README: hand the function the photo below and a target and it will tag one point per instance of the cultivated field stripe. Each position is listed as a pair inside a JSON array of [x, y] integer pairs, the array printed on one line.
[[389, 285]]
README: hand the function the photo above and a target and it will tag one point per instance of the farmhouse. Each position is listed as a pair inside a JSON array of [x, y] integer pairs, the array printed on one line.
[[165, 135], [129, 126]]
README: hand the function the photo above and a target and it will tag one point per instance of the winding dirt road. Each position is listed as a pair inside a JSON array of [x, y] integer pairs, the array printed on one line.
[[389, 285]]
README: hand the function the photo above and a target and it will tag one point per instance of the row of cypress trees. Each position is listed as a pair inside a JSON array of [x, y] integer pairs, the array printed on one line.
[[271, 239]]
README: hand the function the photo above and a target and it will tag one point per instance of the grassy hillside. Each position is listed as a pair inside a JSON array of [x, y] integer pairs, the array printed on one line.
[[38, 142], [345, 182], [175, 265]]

------------------------------------------------

**INSTRUCTIONS TO FOLLOW:**
Please convert everything from the line containing "of the winding" down to the end of the entries into a Markdown table with two columns, Row and Content. Number each line in Row, put the line itself in Content, and leave out blank lines.

**RIGHT ANSWER:**
| Row | Content |
|---|---|
| 1 | README: hand the function the photo above and a target and it will tag one point per instance of the winding dirt road. Each position is listed as a pair inside a JSON array of [x, y] integer pairs, the array printed on one line. |
| 2 | [[389, 285]] |
| 3 | README: hand the function the photo above and a target and it will tag one point per instance of the row of cypress trees. Each position is listed as a pair inside a JSON array of [x, y] integer pairs, the array printed on one line. |
| 4 | [[271, 239]] |
| 5 | README: hand the function the photo above and a target and it will tag one point per instance of the grassy hillside. Each position is listed as a pair inside a JSON array of [x, y] integer pairs, the array printed on one line. |
| 6 | [[38, 142], [345, 182], [175, 265]] |